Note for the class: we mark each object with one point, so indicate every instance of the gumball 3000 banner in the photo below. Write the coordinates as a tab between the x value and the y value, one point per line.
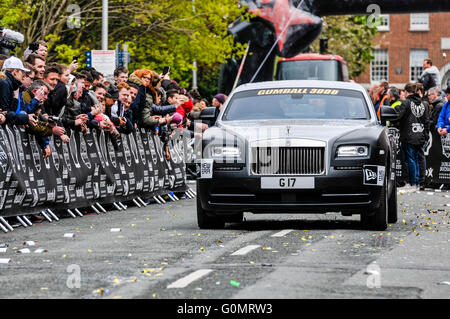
91	168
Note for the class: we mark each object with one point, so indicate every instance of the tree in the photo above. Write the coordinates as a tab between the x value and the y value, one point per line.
350	37
158	32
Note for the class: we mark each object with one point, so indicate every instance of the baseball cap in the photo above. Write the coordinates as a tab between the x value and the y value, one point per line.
14	63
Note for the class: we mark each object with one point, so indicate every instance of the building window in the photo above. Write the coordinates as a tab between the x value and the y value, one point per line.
419	22
417	56
379	67
384	22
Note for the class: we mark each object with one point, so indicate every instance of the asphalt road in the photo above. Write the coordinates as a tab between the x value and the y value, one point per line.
160	253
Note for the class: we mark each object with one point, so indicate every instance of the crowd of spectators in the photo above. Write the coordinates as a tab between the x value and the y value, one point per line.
422	107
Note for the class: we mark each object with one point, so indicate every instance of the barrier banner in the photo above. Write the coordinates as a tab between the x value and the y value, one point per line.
91	168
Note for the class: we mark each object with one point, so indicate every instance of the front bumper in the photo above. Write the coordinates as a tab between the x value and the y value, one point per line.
338	191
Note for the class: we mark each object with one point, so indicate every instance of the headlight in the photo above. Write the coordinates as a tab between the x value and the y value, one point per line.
352	151
225	151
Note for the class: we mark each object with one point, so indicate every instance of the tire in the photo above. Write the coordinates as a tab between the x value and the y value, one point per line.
206	219
392	206
379	219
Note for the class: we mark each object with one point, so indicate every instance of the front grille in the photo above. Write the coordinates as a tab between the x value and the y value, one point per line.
288	160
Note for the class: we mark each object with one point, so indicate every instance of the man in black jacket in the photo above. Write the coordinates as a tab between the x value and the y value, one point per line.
414	130
15	72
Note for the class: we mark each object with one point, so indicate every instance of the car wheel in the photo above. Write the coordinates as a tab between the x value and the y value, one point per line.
392	205
378	220
206	219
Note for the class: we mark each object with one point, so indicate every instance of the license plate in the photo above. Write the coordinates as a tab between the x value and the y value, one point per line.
287	183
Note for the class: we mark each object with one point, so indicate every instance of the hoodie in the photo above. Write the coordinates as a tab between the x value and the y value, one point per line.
430	78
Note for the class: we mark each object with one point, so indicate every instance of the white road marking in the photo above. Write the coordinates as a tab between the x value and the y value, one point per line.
282	233
245	250
183	282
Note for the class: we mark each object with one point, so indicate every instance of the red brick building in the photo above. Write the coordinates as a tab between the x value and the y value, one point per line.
403	42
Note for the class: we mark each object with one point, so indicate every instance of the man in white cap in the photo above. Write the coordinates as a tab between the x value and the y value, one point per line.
15	73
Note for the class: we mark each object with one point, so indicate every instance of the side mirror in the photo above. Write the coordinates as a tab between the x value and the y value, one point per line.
388	113
210	114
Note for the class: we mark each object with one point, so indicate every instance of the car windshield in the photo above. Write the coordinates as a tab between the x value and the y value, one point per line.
308	70
298	103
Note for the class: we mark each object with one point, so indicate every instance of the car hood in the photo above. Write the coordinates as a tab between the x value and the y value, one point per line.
327	131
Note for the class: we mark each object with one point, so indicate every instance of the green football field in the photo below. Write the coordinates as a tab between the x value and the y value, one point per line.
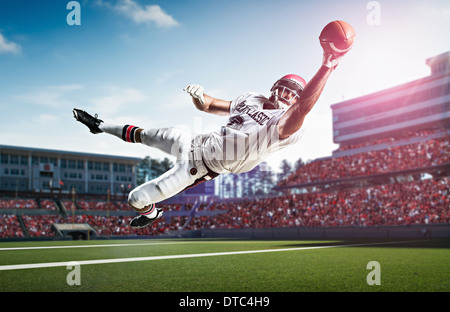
231	266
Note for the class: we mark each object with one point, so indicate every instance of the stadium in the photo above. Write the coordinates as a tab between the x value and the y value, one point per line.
382	196
363	209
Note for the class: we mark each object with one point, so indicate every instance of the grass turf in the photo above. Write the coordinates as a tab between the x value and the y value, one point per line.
409	266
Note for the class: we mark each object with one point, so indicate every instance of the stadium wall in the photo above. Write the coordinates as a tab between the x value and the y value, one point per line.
410	232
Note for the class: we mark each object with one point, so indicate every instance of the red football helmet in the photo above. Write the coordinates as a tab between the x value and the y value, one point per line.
293	83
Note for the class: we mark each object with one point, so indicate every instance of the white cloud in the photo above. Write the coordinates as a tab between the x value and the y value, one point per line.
51	96
118	99
8	46
148	14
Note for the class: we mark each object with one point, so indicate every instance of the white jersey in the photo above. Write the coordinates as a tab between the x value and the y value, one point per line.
250	136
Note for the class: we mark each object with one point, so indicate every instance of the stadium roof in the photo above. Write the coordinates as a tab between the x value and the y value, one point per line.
32	150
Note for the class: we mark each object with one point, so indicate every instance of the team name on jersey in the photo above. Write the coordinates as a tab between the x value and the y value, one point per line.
253	113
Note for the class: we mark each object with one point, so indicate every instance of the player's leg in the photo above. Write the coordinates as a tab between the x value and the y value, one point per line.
170	140
143	199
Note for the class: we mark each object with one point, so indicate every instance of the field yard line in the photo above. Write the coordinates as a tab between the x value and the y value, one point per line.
119	260
87	246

STATED TASK:
Swap "one point per line" for "each point on its own line" in every item above and write all the items out again with nothing else changed. Leave the pictures out.

TASK OUTPUT:
Note for the class: we mark each object with one point, so indicate every instance of the gumball 3000 banner in the photo below. Write the coordinates as a tab between the x value and the y value, each point on its own line.
91	168
Note for the class: we mark each object with one point, so indicate every instance of the tree in the photo above. Write the coordinates as a tab between the x value and the y value, each point on its own line.
350	37
158	32
Note for the class: we mark each object with one point, so indicate every instance of the baseball cap in the photo above. Write the coordinates as a tab between the x value and the y value, each point on its own line.
14	63
Note for the class: we mark each object with one point, so indicate every instance of the building window in the photo above. Write the coordinates as a tab between the x value and the y value, each point on its own line.
419	22
417	56
379	67
384	22
Note for the class: we mark each object with one point, so indicate every instance of the asphalt road in the photo above. Write the coordinates as a tab between the x value and the y value, each point on its own line.
160	253
Note for the class: we mark each object with one point, so indicate every instance of the crowd of spectators in the photo above. Write the coordinates as a tab between the x value and the y value, each point on its own line.
422	107
Note for the class: we mark each object with one point, so indicate every instance of the barrier banner in the photo above. Write the coordinates as a tab between the x value and the y value, each point on its own line.
91	168
Note for the class: we mark each object with one point, so indicate every instance of the front bumper in the photo above. Write the coordinates as a tab between the x value and the y value, each point on its own line.
338	191
Note for the class: we mark each object with one point, so indicate every instance of the headlight in the photo above. Write the coordinates as a tab between the x value and the y value, each point on its own line.
352	151
225	151
Note for the class: we mark each object with one point, so indicate every instance of the tire in the photo above. Write the coordinates as a tab between the x value and the y value, each point on its own line.
206	219
392	206
379	219
Note for the class: we mark each object with one point, so indicate every instance of the front grille in the photo above. Write the coordinates as a tab between the x value and the y value, each point on its own line.
288	160
Note for the class: we mark each object with one point, so indicate every instance of the man in black jacket in the photo above. Write the coordinates as a tab between the x value and the y value, each point on its own line.
414	130
15	72
Note for the class: we mark each object with one point, so indicate every instance of the car wheel in the photo above. Write the coordinates as a tab between the x value and the y value, each point on its own line.
392	205
378	220
206	219
Note for the class: we mark each object with one point, so indicate every instance of the license plate in the photo above. Write the coordinates as a tab between the x value and the y value, each point on its own line.
287	183
Note for the class: we mark each object with one point, so indicate every instance of the hoodie in the photo above. Write the coordinates as a tab between the x value and the y value, each point on its own line.
430	78
Note for the class: we mark each object with one point, so indicate every instance of the white road marking in the photo above. Write the coordinates as a tab between the x value and the y value, each point on its own line.
282	233
245	250
183	282
Note for the class: we mark each object with one point, so indicate every instance of the red brick building in the photo above. Write the coordinates as a tab between the x value and the y value, each point on its own line.
403	42
Note for the class: we mark each object with one point, so indicate every instance of the man in white cap in the photo above. Write the coordinates as a tab between the x value and the y value, each point on its own line.
15	73
Note for the class: we mark each object with one point, so indicate every instance of the side mirror in the photo above. Write the coordinates as a tab between the x value and the y value, each point on its own line.
388	113
210	114
Note for the class: we mark each object with one point, so indicate every instance of the car windshield in the photo above. Write the coordinates as a tab between the x value and the y value, each point on its own line.
308	70
298	103
Note for the class: we mark each object with one point, so indicate every instance of the car hood in the photo above. Write the coordinates as a tab between the x value and the y value, each point on its own line.
327	131
Note for the class: we mark each object with one point, so indicate every instance of the green football field in the photo below. Write the coordinates as a tab between the x value and the y value, each point on its own line.
231	266
Note for the class: we mark each object with one point, so indicate every instance of the stadium in the photo above. Write the coordinates as a tab between the x value and the y value, each point on its own line.
382	196
363	209
Note for the class: we mark each object with one point, so indicate every instance of the grass turf in the photo above. Write the coordinates as a tab between the x value and the y value, each point on its own line.
409	266
Note for the class: we mark each object with one point, so indicate every instance of the stadium wall in the photo above. Write the coordinates as a tab between the x value and the y value, each point on its own line.
410	232
Note for the class: we mark each object with one point, so indicate every instance of the red football helmet in the photo above. Write the coordinates as a tab between the x value and the y value, each point on its own line.
293	83
Note for the class: we mark each object with one point, so indicate every instance of the white cloud in the photo above. Write the coordinates as a tab between the x value and the y value, each point on its own line.
51	96
118	99
8	46
148	14
Note for the class: we mark each object with one point, so indicate every instance of the white jersey in the photo above. Write the coordinates as a tab between the x value and the y value, each point on its own line.
250	136
Note for the class: we mark each object with one point, so indicate every instance of the stadium roof in the photo above. Write the coordinates as a tab between the x value and the y value, each point on its own line.
32	150
Note for the class: we mark each object with one point, so indicate every instance of the team name on jersey in the photo above. Write the coordinates as a tab between the x value and the y value, each point on its own line.
253	113
Note for the class: we mark each object with one point, so indicate every instance of the player's leg in the photo above. Write the coordinates as a tab between the x value and the y value, each point on its own line.
170	140
143	199
Note for the class: we mark each object with one point, so indicate every instance of the field yard line in the photo above. Write the coordinates as a tab between the x value and the y value, each point on its own line.
119	260
87	246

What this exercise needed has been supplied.